--- Problem to solve ---
Your task is to reproduce the material exactly.

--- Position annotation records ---
(begin)
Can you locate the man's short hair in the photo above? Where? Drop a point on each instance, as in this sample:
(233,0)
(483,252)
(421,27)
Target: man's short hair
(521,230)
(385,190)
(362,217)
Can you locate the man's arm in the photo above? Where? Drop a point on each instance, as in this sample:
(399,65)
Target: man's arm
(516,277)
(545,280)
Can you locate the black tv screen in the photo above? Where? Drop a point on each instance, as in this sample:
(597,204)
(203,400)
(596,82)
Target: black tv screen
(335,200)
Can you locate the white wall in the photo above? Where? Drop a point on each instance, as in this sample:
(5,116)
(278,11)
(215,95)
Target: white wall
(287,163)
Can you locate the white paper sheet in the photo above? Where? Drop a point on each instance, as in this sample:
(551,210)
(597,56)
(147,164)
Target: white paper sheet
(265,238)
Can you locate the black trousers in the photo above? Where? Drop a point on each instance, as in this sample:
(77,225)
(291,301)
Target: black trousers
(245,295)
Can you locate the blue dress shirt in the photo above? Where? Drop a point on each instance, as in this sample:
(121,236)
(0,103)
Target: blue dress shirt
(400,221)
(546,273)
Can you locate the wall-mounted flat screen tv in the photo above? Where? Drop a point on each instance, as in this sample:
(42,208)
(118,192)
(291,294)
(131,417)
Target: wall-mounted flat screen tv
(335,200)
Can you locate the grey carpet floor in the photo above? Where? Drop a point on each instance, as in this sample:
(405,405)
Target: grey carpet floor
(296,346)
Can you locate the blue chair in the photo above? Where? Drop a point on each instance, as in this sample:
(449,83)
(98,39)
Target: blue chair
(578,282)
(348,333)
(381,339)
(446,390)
(end)
--- Correct result ---
Can you locate the man's short hair in the photo above? Where? Drop a point on each instance, as in this sample:
(233,0)
(483,252)
(421,27)
Target: man's short hair
(521,230)
(385,190)
(362,217)
Can you locate the man's arm in the photo above? Where? Drop a point on each instance, as in this sample:
(399,65)
Target: man's arm
(516,277)
(545,280)
Can you locate the black tv screen in the photo above? Where? Drop a point on each instance, as in this sample:
(597,204)
(203,400)
(596,82)
Target: black tv screen
(335,200)
Can you locate the white wall in the photo above? Where? Drop a point on each instance, as in this sample:
(5,116)
(278,11)
(215,95)
Target: white wall
(287,163)
Can you locate the white paper sheet in the photo above? Where? Drop a point on each instance, as in this sample:
(551,210)
(597,56)
(147,164)
Target: white paper sheet
(265,238)
Can you locate the black trousers in the photo above? Where? Drop a point on each instance, as in this sample:
(77,225)
(291,301)
Target: black trousers
(245,295)
Can you locate the blue dress shirt in the photo above? Where? Drop a point on each instance, as in this sample:
(121,236)
(0,103)
Target: blue dress shirt
(400,221)
(546,273)
Can you locate the wall-mounted flat screen tv in the photo above? Where? Drop a point on each instance, as in this sample:
(42,208)
(118,192)
(291,294)
(131,417)
Target: wall-mounted flat screen tv
(335,200)
Can you locate the grey carpet floor in the photo above? Where? Drop a point on each instance, as in this sample:
(405,405)
Target: grey carpet floor
(296,346)
Can you locate the blue chair in the photo above? Where? Drop a point on each instance, as in this sample:
(449,83)
(98,39)
Target: blue chair
(578,282)
(348,333)
(381,339)
(446,390)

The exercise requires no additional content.